Segment Start: Supplied text
Scientists are hoping that two new "repurposed" drugs will stop neurodegentrative diseases, including dementia.
The two drugs have been shown to reduce the kind of brain shrinkage caused by Alzheimer's and other neurodegenerative diseases.
Both medicines, one a licensed antidepressant and the other an anti-cancer compound, restored protein production in the brains of laboratory mice.
Dr Doug Brown, director of research and development at the Alzheimer's Society, said: "We're excited by the potential of these findings.
"They show that a treatment approach originally discovered in mice with prion disease might also work to prevent the death of brain cells in some forms of dementia.
"This research is at a very early stage and has not yet been tested in people - but as one of the drugs is already available as a treatment for depression, the time taken to get from the lab to the pharmacy could be dramatically reduced.
"The drug blocks a natural defence mechanism in cells which is overactive in the brains of people with frontotemporal dementia, Alzheimer's disease and Parkinson's, so has the potential to work for several conditions."
The drugs blocked an important pathway linked to brain cell death caused by prion disorders such as Creutzfeldt-Jakob disease, and dementia.
Brain damage was prevented in mice with prion disease and animals with frontotemporal dementia (FTD) reclaimed their memory. In both cases, brain shrinkage was reduced.
The antidepressant trazodone hydrochloride and anti-cancer drug dibenzoylmethane (DBN) were identified after scientists tested 1,040 compounds on laboratory worms and mammalian cells.
Professor Giovanna Mallucci, who led the team from the Medical Research Council's Toxicology Unit in Leicester and Cambridge University, said: "We know that trazodone is safe to use in humans, so a clinical trial is now possible to test whether the protective effects of the drug we see on brain cells in mice with neurodegeneration also applies to people in the early stages of Alzheimer's disease and other dementias.
Segment End: Supplied text
Segment Start: Information provided
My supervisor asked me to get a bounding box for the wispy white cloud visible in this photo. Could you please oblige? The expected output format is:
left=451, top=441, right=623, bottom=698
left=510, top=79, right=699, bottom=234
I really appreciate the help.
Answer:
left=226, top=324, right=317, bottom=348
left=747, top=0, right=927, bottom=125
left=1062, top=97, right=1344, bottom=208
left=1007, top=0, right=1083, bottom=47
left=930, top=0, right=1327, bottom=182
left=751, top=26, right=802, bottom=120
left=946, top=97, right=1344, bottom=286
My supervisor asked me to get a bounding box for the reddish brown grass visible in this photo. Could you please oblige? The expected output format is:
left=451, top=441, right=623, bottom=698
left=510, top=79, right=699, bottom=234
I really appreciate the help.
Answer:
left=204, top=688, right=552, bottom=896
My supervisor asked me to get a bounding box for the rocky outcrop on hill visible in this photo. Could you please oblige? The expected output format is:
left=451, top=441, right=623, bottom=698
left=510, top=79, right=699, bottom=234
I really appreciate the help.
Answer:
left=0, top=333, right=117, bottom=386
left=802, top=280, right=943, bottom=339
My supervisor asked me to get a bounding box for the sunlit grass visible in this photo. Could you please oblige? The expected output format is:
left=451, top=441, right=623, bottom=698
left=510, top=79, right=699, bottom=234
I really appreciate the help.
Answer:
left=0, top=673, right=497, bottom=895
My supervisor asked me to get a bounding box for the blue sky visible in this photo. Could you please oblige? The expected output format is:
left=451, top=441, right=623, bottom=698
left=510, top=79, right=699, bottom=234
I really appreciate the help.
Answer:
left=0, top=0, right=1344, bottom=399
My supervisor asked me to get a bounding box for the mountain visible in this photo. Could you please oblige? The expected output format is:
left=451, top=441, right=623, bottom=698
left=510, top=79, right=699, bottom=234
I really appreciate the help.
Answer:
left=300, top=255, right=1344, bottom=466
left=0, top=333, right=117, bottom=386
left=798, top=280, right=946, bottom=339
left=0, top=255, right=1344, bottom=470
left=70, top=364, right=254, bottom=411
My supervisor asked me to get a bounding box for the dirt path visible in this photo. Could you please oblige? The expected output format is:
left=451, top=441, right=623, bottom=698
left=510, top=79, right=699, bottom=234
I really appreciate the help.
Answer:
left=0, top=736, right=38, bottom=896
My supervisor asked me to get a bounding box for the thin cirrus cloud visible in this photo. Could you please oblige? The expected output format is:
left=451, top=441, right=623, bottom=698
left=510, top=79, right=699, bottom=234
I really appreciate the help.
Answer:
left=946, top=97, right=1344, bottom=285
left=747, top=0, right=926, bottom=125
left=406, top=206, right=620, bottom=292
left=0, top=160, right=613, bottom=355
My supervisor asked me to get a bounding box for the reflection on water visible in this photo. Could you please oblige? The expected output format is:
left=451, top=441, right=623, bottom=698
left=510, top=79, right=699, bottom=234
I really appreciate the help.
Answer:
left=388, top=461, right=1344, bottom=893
Segment End: Information provided
> _Exercises_:
**1.** From the article on repurposed dementia drugs, extract the passage starting with "The two drugs" and going on through "of these findings.".
**2.** According to the article on repurposed dementia drugs, how many compounds did scientists test on laboratory worms and mammalian cells?
**3.** Please proceed with the article on repurposed dementia drugs, picking up after its final sentence.

> _Responses for each task_:
**1.**
The two drugs have been shown to reduce the kind of brain shrinkage caused by Alzheimer's and other neurodegenerative diseases.
Both medicines, one a licensed antidepressant and the other an anti-cancer compound, restored protein production in the brains of laboratory mice.
Dr Doug Brown, director of research and development at the Alzheimer's Society, said: "We're excited by the potential of these findings.

**2.** 1,040 compounds.

**3.**
"We could know in two to three years whether this approach can slow down disease progression, which would be a very exciting first step in treating these disorders.
"Interestingly, trazodone has been used to treat the symptoms of patients in later stages of dementia, so we know it is safe for this group.
"We now need to find out whether giving the drug to patients at an early stage could help arrest or slow down the disease through its effects on this pathway."
The results appear in the journal Brain.
Neuropathologist Dr Payam Rezaie, from the Open University, said: "This is not a cure for neurodegenerative diseases or dementia, it will not reverse the course of illness, and the neuroprotective effects were observed in the majority of, but not in all experimental animals.
"Nevertheless, it could represent a significant step forward in attempting to halt these diseases in their tracks, and as the researchers state, considering its existing licence for use in elderly patients, trazodone in particular would be a potential candidate for clinical trials moving forward."